* PROBLEM STATEMENT *
Pick out each line of the material that contains the word "wing", and copy those lines.
▼
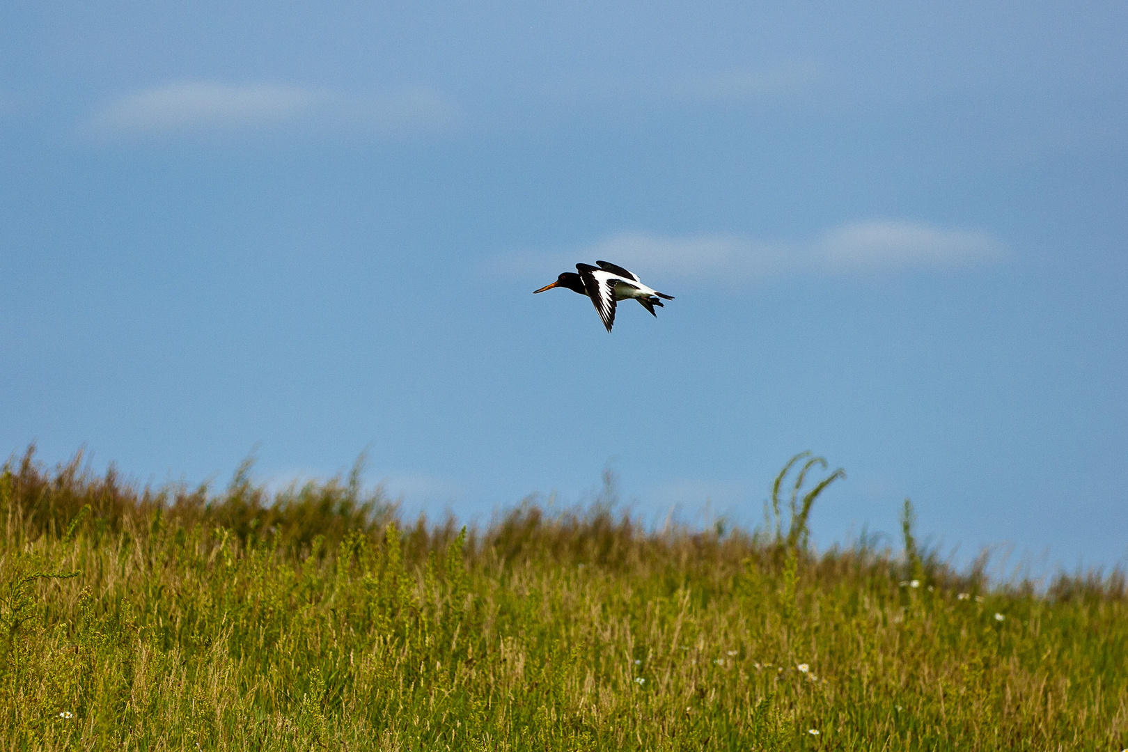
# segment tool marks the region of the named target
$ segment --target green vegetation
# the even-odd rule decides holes
[[[989,586],[908,504],[905,556],[816,555],[818,459],[756,534],[609,496],[405,527],[356,472],[247,470],[210,495],[5,466],[0,750],[1128,746],[1121,573]]]

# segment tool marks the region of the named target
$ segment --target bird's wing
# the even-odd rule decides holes
[[[625,277],[627,280],[634,280],[635,282],[642,282],[642,280],[638,278],[638,275],[634,274],[633,272],[627,272],[622,266],[617,266],[615,264],[611,264],[610,262],[596,262],[596,263],[599,264],[599,268],[603,269],[605,272],[610,272],[611,274],[617,274],[620,277]]]
[[[580,266],[587,264],[576,264],[576,268]],[[599,269],[580,269],[580,278],[583,280],[583,286],[599,312],[599,318],[603,320],[603,326],[610,331],[615,325],[615,275]]]

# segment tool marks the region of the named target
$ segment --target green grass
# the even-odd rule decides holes
[[[1119,572],[988,586],[908,505],[907,556],[814,555],[791,477],[757,534],[606,503],[459,532],[355,474],[209,494],[29,452],[0,474],[0,749],[1128,746]]]

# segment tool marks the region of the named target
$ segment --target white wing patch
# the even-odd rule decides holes
[[[610,331],[615,325],[615,283],[618,275],[609,272],[582,272],[580,277],[588,290],[588,297],[603,320],[603,326]]]

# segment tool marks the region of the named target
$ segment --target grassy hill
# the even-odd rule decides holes
[[[1128,746],[1121,573],[989,586],[908,505],[896,556],[817,555],[823,467],[756,534],[600,503],[467,531],[355,474],[211,494],[29,452],[0,472],[0,750]]]

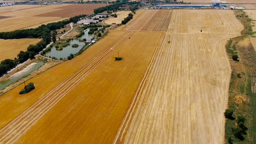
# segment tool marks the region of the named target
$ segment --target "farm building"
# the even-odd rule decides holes
[[[220,3],[215,3],[210,5],[156,5],[156,7],[220,7]]]

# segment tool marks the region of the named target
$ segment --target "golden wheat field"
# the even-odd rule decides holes
[[[0,62],[16,58],[20,51],[26,51],[29,45],[35,44],[40,40],[36,39],[0,39]]]
[[[93,9],[106,4],[63,4],[15,5],[0,7],[0,32],[36,28],[42,24],[65,20],[69,17],[93,13]]]
[[[117,15],[117,17],[111,17],[105,20],[104,23],[108,24],[112,23],[119,24],[121,23],[122,20],[125,17],[128,16],[128,14],[131,12],[128,11],[122,11],[115,13]]]
[[[224,46],[243,28],[231,10],[138,10],[0,97],[0,143],[222,143]]]

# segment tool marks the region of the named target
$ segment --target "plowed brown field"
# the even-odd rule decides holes
[[[231,10],[139,10],[36,89],[0,97],[0,143],[222,143],[224,45],[243,28]]]
[[[60,10],[35,15],[35,16],[54,16],[70,17],[82,14],[89,14],[93,13],[93,10],[108,5],[105,3],[72,4],[68,6],[59,7]]]
[[[107,4],[63,4],[36,7],[17,5],[0,8],[0,32],[34,28],[42,24],[64,20],[66,17],[93,13],[93,9]]]

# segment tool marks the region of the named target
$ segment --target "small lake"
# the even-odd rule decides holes
[[[85,34],[79,38],[79,39],[86,39],[91,40],[93,37],[92,34],[89,34],[88,32],[89,30],[88,29],[85,31]],[[69,42],[70,45],[66,47],[62,47],[63,49],[61,50],[57,50],[55,47],[53,47],[51,51],[46,53],[46,56],[53,57],[55,57],[58,59],[59,58],[62,58],[63,59],[66,59],[68,56],[70,55],[70,53],[72,53],[74,55],[78,53],[79,51],[82,49],[85,45],[85,42],[79,42],[79,39],[74,39],[71,40]],[[78,47],[72,47],[72,45],[74,44],[77,44],[79,45]]]
[[[7,86],[20,79],[31,72],[40,68],[44,64],[44,63],[43,62],[33,62],[27,66],[21,71],[15,73],[6,80],[0,82],[0,90],[3,89]]]

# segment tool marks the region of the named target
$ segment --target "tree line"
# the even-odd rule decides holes
[[[18,63],[25,62],[29,59],[33,59],[34,56],[45,48],[50,43],[51,40],[54,40],[56,38],[56,29],[64,27],[64,26],[70,23],[75,23],[81,18],[85,16],[85,15],[79,15],[56,23],[49,23],[47,25],[42,25],[34,29],[16,30],[10,32],[0,32],[0,39],[20,39],[23,38],[39,38],[42,40],[36,45],[30,45],[25,52],[21,51],[17,55],[17,58],[14,59],[6,59],[0,63],[0,75],[6,73],[15,67]],[[51,34],[52,31],[54,31]]]
[[[95,9],[93,10],[93,12],[95,14],[102,13],[105,11],[112,11],[113,10],[119,10],[119,7],[122,7],[123,5],[128,4],[128,5],[137,5],[140,3],[140,2],[133,1],[128,2],[125,0],[123,0],[122,1],[120,0],[117,0],[113,4],[106,6],[104,7],[101,7]]]

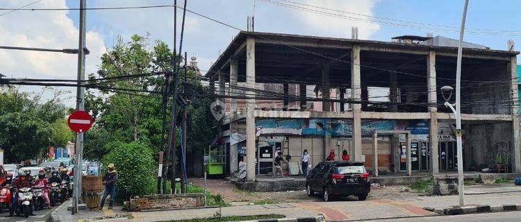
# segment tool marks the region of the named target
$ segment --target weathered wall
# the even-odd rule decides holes
[[[489,166],[495,164],[498,155],[512,160],[511,123],[468,124],[463,126],[463,132],[465,169],[470,167],[472,160],[477,165],[485,164]]]
[[[151,195],[136,197],[130,200],[130,211],[160,209],[193,208],[204,205],[203,194]]]

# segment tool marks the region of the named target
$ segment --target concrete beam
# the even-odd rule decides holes
[[[295,39],[294,39],[295,40]],[[277,46],[304,46],[304,47],[313,47],[313,48],[329,48],[329,49],[351,49],[353,46],[351,44],[346,42],[324,42],[324,41],[319,41],[316,42],[297,42],[298,40],[288,41],[288,40],[271,40],[263,38],[256,38],[255,42],[259,44],[276,44]]]
[[[308,119],[310,111],[255,110],[256,117]]]
[[[361,101],[360,78],[360,46],[353,46],[351,51],[351,98],[355,101]],[[361,104],[353,104],[353,145],[354,146],[354,160],[362,160],[362,121]]]
[[[431,115],[429,112],[362,112],[361,118],[375,119],[428,119],[431,118]]]
[[[255,88],[255,40],[246,39],[246,83]],[[246,117],[246,164],[248,181],[255,181],[255,92],[249,92]]]
[[[456,119],[452,113],[438,112],[438,119]],[[510,114],[461,114],[461,120],[464,121],[512,121]]]
[[[407,54],[415,54],[415,55],[428,55],[429,54],[429,51],[427,49],[420,50],[420,49],[397,49],[397,48],[382,46],[379,45],[362,46],[361,47],[361,50],[379,51],[379,52],[386,52],[386,53],[407,53]]]
[[[440,52],[437,51],[436,54],[441,56],[452,56],[457,57],[458,53],[448,53],[448,52]],[[483,60],[510,60],[509,56],[486,56],[486,55],[479,55],[479,54],[468,54],[463,52],[463,58],[479,58]]]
▲
* CORRECT RESULT *
$ segment --target bird's wing
$ segment --target white wing patch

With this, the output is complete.